Copy out each of the records below word for word, leaving nothing out and changing nothing.
......
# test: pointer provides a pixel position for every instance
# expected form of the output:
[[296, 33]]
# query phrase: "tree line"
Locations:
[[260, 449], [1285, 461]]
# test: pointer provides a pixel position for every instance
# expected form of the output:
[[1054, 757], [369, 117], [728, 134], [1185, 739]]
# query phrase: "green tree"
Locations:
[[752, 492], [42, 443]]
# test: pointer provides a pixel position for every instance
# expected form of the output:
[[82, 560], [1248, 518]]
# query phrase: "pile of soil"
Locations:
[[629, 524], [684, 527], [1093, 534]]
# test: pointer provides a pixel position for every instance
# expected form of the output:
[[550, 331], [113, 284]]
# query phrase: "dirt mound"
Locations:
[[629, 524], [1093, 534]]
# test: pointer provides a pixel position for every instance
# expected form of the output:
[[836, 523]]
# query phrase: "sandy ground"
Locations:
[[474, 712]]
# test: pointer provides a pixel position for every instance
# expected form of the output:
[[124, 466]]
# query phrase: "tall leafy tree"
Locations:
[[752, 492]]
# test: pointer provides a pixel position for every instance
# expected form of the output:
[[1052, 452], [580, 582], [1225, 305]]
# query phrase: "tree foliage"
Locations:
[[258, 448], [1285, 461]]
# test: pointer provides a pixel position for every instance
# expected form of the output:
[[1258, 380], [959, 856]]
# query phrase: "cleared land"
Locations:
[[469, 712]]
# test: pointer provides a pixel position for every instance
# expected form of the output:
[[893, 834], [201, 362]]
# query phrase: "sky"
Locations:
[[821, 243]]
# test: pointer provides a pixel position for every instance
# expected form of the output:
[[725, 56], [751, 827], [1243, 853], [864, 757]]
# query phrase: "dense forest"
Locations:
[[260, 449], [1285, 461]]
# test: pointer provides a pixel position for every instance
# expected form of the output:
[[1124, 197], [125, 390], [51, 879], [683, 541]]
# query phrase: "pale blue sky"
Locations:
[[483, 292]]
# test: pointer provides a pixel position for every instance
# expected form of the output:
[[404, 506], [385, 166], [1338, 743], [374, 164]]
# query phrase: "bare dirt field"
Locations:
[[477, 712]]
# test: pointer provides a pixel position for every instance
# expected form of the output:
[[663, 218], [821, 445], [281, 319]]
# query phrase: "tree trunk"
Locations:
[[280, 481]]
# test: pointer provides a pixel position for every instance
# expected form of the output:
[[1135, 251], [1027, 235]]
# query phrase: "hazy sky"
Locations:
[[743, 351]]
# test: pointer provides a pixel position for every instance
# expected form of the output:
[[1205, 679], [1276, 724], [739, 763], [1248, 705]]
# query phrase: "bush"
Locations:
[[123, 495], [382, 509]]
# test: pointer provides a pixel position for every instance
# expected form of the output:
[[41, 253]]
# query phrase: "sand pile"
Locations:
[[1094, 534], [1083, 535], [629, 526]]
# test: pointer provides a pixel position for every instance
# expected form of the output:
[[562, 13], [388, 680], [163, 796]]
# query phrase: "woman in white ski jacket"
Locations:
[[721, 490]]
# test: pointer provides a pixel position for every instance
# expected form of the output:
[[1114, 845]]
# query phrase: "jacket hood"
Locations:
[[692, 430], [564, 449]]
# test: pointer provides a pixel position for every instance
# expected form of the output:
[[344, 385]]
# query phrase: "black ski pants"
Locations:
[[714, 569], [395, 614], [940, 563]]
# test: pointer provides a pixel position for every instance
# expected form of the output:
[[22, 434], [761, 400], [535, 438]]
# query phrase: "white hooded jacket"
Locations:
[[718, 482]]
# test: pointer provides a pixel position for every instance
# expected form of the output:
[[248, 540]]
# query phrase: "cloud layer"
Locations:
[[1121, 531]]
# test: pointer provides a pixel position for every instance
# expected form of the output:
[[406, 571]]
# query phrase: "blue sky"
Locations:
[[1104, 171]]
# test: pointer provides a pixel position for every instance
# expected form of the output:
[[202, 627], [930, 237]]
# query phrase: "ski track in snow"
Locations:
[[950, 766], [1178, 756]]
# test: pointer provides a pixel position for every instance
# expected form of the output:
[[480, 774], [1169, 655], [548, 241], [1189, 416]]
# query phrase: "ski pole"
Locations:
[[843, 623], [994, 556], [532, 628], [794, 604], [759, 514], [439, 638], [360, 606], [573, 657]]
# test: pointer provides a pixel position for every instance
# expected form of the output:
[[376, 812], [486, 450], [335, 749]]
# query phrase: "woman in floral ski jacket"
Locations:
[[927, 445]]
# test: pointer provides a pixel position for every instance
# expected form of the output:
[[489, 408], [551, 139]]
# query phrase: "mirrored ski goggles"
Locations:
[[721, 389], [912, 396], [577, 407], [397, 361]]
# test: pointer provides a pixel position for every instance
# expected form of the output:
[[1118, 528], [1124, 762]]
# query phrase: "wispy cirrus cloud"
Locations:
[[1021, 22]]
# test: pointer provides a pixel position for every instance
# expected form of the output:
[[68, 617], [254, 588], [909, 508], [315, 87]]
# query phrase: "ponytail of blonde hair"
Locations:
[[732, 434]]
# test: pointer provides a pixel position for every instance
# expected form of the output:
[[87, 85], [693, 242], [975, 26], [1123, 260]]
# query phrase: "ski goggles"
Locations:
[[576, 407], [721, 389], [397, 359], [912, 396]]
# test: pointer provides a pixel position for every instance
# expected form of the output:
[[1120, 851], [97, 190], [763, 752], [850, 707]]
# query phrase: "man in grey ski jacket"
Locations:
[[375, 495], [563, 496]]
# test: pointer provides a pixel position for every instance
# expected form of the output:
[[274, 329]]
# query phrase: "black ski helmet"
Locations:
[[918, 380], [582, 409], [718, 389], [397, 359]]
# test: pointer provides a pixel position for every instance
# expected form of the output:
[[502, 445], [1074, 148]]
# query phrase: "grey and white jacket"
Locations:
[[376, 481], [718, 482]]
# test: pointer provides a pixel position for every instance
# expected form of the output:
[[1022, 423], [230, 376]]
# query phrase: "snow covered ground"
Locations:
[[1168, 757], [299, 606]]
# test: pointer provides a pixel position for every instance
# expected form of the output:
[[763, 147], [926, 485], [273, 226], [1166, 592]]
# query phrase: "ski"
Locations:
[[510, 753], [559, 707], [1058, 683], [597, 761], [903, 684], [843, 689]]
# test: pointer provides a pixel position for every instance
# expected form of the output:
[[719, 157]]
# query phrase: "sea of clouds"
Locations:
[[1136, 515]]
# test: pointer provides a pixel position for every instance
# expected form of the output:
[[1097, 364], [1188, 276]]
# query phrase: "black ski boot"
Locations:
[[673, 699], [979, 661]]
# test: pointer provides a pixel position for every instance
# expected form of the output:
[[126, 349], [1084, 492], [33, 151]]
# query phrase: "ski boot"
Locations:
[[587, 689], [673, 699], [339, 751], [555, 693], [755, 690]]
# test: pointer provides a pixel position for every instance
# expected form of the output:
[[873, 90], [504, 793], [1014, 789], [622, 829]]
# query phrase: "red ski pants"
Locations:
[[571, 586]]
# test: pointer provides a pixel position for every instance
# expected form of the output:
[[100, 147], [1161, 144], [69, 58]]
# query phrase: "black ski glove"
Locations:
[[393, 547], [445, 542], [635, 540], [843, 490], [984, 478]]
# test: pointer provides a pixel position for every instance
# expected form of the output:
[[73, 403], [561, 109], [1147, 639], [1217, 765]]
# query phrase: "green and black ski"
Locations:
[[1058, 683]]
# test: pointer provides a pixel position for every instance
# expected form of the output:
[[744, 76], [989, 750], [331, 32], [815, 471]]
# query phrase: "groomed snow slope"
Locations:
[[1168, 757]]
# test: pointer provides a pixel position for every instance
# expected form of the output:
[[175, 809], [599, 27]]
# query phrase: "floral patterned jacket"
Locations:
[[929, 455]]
......
**Answer to this problem**
# test: pointer provides a pixel position for every instance
# expected form of the output:
[[296, 33]]
# query phrase: "tree line"
Locations:
[[260, 449], [1285, 461]]
# test: pointer provides a pixel position for every instance
# expected form of the output:
[[1054, 757], [369, 117], [728, 134], [1185, 739]]
# query phrase: "green tree"
Locations:
[[752, 492], [42, 443]]
# test: pointer provides a pixel position for every instance
# expected form of the output:
[[82, 560], [1248, 518]]
# query phrase: "pile of soil"
Locations:
[[629, 524], [684, 527], [1093, 534]]
# test: pointer provides a pixel position for every instance
# expected form of the output:
[[550, 331], [113, 284]]
# query phrase: "dirt mound"
Locations:
[[629, 524], [1093, 534]]
# test: pointer provides a pixel position for every instance
# expected form of the output:
[[836, 523]]
# query phrase: "sandy ground"
Locations:
[[474, 712]]
# test: pointer provides a pixel position for every instance
# expected form of the output:
[[124, 466]]
# query phrase: "tall leafy tree"
Locations:
[[752, 492]]
# test: pointer provides a pixel position for every instance
# expected form of the output:
[[1052, 452], [580, 582], [1225, 305]]
# query phrase: "tree foliage"
Locations:
[[258, 448], [1285, 461]]
# test: pointer provides a pixel position for every instance
# expected form of the output:
[[1258, 380], [959, 856]]
# query phrase: "cleared land"
Locations:
[[469, 712]]
# test: pointer provides a pixel position for every instance
# expected form of the output:
[[893, 834], [201, 362]]
# query phrase: "sky"
Locations:
[[821, 243]]
# test: pointer provides a pixel position for every instance
# expected form of the output:
[[725, 56], [751, 827], [1243, 853], [864, 757]]
# query phrase: "dense forest"
Locations:
[[260, 449], [1285, 461]]
# test: pointer provides a pixel position for every instance
# expected form of the output:
[[1124, 197], [125, 390], [51, 879], [683, 541]]
# query phrase: "pale blue sky"
Locations:
[[483, 292]]
# test: pointer provides a pixel position for every instance
# expected form of the output:
[[404, 506], [385, 166], [1338, 743], [374, 164]]
# query phrase: "bare dirt field"
Locations:
[[477, 712]]
# test: pointer provides a pixel position for every instance
# expected form of the output:
[[663, 218], [821, 445], [281, 319]]
# query phrase: "tree trunk"
Locations:
[[280, 481]]
# test: pointer provides a pixel position for every instance
# expected form of the output:
[[1135, 251], [1027, 235]]
# query phrase: "hazy sky"
Locations:
[[743, 351]]
# test: pointer provides a pixel position for every instance
# expected form of the output:
[[1205, 679], [1276, 724], [739, 763], [1248, 705]]
# query phrase: "bush"
Locations:
[[123, 495], [382, 509]]
# test: pointer provides a pixel position for every instance
# expected form of the output:
[[41, 253]]
# query phrase: "sand pile"
Locations:
[[1094, 534], [1083, 535], [629, 526]]
# test: pointer provides a pixel position for every instance
# expected form of the output:
[[562, 13], [388, 680], [163, 796]]
# query phrase: "woman in white ski jacket"
Locations:
[[721, 490]]
# test: pointer provides a pixel position for every instance
# expected form of the output:
[[1114, 845]]
# query phrase: "jacket hood"
Locations:
[[692, 430], [564, 449]]
# test: pointer provides a pixel position for every instance
# expected form of the output:
[[344, 385]]
# query phrase: "black ski pants"
Locations:
[[714, 569], [395, 614], [940, 563]]
# test: pointer provides a pixel position for every instance
# expected form of the output:
[[22, 434], [761, 400], [535, 438]]
# query phrase: "white hooded jacket"
Locations:
[[718, 482]]
# test: pointer provides a pixel position for every instance
# expected form of the output:
[[248, 540]]
# query phrase: "cloud layer"
Locations:
[[1121, 531]]
# test: pointer provides a pixel position for every instance
# expected form of the output:
[[406, 571]]
# query phrase: "blue sky"
Locations:
[[1104, 171]]
# test: pointer provides a pixel position for every instance
# expected form of the output:
[[202, 627], [930, 237]]
# query phrase: "ski track in snow"
Locations:
[[950, 766], [1178, 756]]
# test: pointer provides a pixel position for every instance
# expected form of the output:
[[480, 774], [1169, 655], [548, 241], [1189, 416]]
# query phrase: "ski pole"
Locations:
[[843, 623], [994, 556], [532, 628], [794, 604], [759, 514], [439, 638], [360, 606], [573, 657]]
# test: pointer provides a pixel position for every instance
# expected form of the output:
[[376, 812], [486, 450], [335, 749]]
# query phrase: "woman in floral ski jacket"
Locations:
[[927, 445]]
# test: pointer provides a pixel position for every instance
# expected form of the output:
[[489, 408], [551, 139]]
# query phrase: "mirrored ski goggles"
Locations:
[[721, 389], [912, 396], [577, 407], [397, 361]]
# test: pointer provides a pixel position for every instance
# expected form of the output:
[[1118, 528], [1124, 762]]
# query phrase: "wispy cirrus cloud"
Locations:
[[1021, 22]]
# test: pointer provides a pixel position for every instance
# expected form of the output:
[[68, 617], [254, 588], [909, 508], [315, 87]]
# query phrase: "ponytail of blonde hair"
Locations:
[[732, 434]]
# test: pointer provides a pixel position for every instance
# expected form of the output:
[[87, 85], [693, 242], [975, 26], [1123, 260]]
# query phrase: "ski goggles"
Locations:
[[576, 407], [721, 389], [397, 359], [912, 396]]
# test: pointer provides a pixel position for every instance
# expected form of the output:
[[1120, 851], [97, 190], [763, 752], [850, 707]]
# query phrase: "man in grey ski jacket"
Locations:
[[375, 495], [563, 496]]
# test: pointer provides a pixel position for every instance
# expected form of the output:
[[274, 329]]
# query phrase: "black ski helmet"
Locations:
[[918, 380], [582, 409], [718, 389], [397, 359]]
# test: pointer provides a pixel position for every instance
# expected form of the output:
[[502, 445], [1074, 148]]
# query phrase: "grey and white jacket"
Locations:
[[376, 481], [718, 482]]
# test: pointer provides a pixel position for every instance
# expected form of the output:
[[1022, 423], [230, 376]]
# query phrase: "snow covered ground"
Locations:
[[1168, 757], [299, 606]]
# test: pointer provides a pixel position for every instance
# expected form of the output:
[[763, 147], [926, 485], [273, 226], [1166, 592]]
# query phrase: "ski"
Locations:
[[510, 753], [559, 707], [1058, 683], [597, 761], [903, 684], [843, 689]]
# test: pointer provides a pixel position for every instance
# expected form of the output:
[[719, 157]]
# query phrase: "sea of clouds"
Locations:
[[1136, 515]]
# test: pointer provides a pixel position for every instance
# expected form of the output:
[[1097, 364], [1188, 276]]
# query phrase: "black ski boot"
Locations:
[[673, 699], [979, 661]]
# test: pointer provides a pixel position for every instance
# expected form of the output:
[[126, 349], [1084, 492], [33, 151]]
# query phrase: "ski boot"
Locations:
[[587, 689], [673, 699], [339, 751], [555, 693], [755, 690]]
# test: pointer provides a pixel position for every instance
# expected form of the output:
[[873, 90], [504, 793], [1014, 789], [622, 829]]
# query phrase: "red ski pants"
Locations:
[[571, 586]]
# test: pointer provides a pixel position for every instance
# expected form of the output:
[[100, 147], [1161, 144], [69, 58]]
# query phrase: "black ski glove"
Locations:
[[393, 547], [445, 542], [635, 540], [843, 490], [984, 478]]
# test: pointer provides a pixel position for every instance
# expected form of the output:
[[73, 403], [561, 109], [1147, 639], [1217, 765]]
# query phrase: "green and black ski"
Locations:
[[1058, 683]]
# test: pointer provides a pixel position for every instance
# expected form of the output:
[[744, 76], [989, 750], [331, 32], [815, 471]]
# query phrase: "groomed snow slope"
Locations:
[[1168, 757]]
# test: pointer provides a pixel position for every instance
# expected form of the output:
[[175, 809], [599, 27]]
# query phrase: "floral patterned jacket"
Locations:
[[929, 455]]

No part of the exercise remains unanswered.